EVALUATION AND IMPROVEMENT OF CEREAL GERMPLASM FOR DISEASE RESISTANCE AND WINTER-HARDINESS
Location: Plant Science Research
Title: Using Transcriptomics to Understand the Wheat Genome
Submitted to: CAB Reviews: Perspectives in Agriculture, Veterinary Science, Nutrition and Natural Resources
Publication Type: Peer Reviewed Journal
Publication Acceptance Date: December 10, 2008
Publication Date: December 10, 2008
Citation: Coram, T., Brown Guedira, G.L., Chen, X. 2008. Using Transcriptomics to Understand the Wheat Genome. CAB Reviews: Perspectives in Agriculture, Veterinary Science, Nutrition and Natural Resources.3:083.
Interpretive Summary: In this review, we researched the literature to present the current state of knowledge regarding gene expression studies, or transcriptomics, in wheat. We focused on the varying use of microarrays for studying gene expression, as well as generating molecular markers and analyzing antisense transcription. The current repository of microarray data for wheat transcriptomics presents an opportunity for applying a systematic approach to identify gene networks that underlie important traits. We also focused on novel technologies and techniques including sequence-by-synthesis approaches that represent true open systems for surveying gene expression on a large scale. We also discuss the limitations of wheat transcriptomics, mainly brought about by a lack of genome sequence and its polyploid genome. Finally, we conclude with the prospects for future research and advancement in this field, and recommend strategies for maximizing resources.

▶ Goal of the exercise
Rewrite the wheat transcriptomics page from "EVALUATION AND IMPROVEMENT" to "and Natural Resources.3:083.", swapping every "Wheat Genome" for "Barley Genome".

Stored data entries
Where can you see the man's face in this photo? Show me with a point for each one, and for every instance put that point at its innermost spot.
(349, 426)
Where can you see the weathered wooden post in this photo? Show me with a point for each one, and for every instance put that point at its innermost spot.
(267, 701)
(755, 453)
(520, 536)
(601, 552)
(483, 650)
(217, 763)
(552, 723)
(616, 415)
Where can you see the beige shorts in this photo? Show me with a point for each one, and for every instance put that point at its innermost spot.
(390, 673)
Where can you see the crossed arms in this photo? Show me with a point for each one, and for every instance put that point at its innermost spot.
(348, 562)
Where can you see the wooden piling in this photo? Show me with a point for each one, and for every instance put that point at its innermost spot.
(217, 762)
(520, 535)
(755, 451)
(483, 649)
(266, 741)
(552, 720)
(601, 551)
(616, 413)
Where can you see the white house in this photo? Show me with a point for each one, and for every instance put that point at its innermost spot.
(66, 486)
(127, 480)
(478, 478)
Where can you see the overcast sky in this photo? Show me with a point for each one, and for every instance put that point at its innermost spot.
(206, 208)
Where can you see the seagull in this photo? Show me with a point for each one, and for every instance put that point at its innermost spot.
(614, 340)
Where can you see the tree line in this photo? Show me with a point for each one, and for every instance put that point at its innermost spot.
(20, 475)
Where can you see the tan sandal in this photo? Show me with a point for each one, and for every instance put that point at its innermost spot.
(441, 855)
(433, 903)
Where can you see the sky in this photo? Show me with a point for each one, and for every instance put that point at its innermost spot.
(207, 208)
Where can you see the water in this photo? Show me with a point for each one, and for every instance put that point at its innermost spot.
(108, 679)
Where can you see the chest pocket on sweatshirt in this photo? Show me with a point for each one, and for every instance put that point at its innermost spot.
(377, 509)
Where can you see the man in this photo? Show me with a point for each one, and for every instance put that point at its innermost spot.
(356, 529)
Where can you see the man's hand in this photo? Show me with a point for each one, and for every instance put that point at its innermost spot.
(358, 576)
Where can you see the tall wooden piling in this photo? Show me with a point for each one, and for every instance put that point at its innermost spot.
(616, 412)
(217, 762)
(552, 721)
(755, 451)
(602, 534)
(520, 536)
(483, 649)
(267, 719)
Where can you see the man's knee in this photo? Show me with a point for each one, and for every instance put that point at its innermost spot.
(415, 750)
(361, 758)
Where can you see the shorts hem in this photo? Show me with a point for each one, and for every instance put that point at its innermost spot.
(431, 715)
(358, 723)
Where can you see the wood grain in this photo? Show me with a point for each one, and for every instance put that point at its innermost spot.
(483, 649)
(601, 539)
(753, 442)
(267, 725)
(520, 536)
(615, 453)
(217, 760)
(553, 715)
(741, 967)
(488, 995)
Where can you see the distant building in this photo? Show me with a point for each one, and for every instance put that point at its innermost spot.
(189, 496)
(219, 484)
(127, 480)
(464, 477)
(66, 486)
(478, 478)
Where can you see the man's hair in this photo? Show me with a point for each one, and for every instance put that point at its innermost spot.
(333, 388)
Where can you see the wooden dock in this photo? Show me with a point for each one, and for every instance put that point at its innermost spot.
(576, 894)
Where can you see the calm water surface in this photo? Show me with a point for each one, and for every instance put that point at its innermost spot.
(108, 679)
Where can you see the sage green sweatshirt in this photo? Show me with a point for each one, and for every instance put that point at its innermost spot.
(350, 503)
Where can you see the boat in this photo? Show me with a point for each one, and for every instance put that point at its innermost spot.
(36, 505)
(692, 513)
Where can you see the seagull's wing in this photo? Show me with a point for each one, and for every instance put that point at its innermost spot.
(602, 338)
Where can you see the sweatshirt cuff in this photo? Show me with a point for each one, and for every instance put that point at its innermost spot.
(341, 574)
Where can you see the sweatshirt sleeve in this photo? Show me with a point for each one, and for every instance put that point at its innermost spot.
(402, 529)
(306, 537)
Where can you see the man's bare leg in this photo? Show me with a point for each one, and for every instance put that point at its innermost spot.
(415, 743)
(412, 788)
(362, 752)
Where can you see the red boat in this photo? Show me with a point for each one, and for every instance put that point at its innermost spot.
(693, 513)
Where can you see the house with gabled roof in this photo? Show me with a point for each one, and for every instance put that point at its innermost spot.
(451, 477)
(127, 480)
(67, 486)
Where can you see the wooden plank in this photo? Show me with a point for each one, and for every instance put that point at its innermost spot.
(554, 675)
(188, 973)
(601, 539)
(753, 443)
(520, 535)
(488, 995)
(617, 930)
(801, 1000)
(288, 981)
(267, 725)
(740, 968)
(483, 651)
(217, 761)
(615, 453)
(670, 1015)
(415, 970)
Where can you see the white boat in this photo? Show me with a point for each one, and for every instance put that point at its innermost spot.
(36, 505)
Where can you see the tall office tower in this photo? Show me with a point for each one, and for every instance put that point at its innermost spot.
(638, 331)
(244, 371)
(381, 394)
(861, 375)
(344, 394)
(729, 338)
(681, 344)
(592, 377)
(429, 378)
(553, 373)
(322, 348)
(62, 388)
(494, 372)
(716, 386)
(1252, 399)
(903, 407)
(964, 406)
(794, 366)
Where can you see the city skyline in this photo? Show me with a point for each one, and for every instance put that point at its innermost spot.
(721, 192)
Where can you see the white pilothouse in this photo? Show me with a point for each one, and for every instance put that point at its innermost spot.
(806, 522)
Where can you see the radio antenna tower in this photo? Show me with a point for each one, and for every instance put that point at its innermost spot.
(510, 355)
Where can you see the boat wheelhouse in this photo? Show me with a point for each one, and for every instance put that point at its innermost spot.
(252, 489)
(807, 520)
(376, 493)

▶ Exercise solution
EVALUATION AND IMPROVEMENT OF CEREAL GERMPLASM FOR DISEASE RESISTANCE AND WINTER-HARDINESS
Location: Plant Science Research
Title: Using Transcriptomics to Understand the Barley Genome
Submitted to: CAB Reviews: Perspectives in Agriculture, Veterinary Science, Nutrition and Natural Resources
Publication Type: Peer Reviewed Journal
Publication Acceptance Date: December 10, 2008
Publication Date: December 10, 2008
Citation: Coram, T., Brown Guedira, G.L., Chen, X. 2008. Using Transcriptomics to Understand the Barley Genome. CAB Reviews: Perspectives in Agriculture, Veterinary Science, Nutrition and Natural Resources.3:083.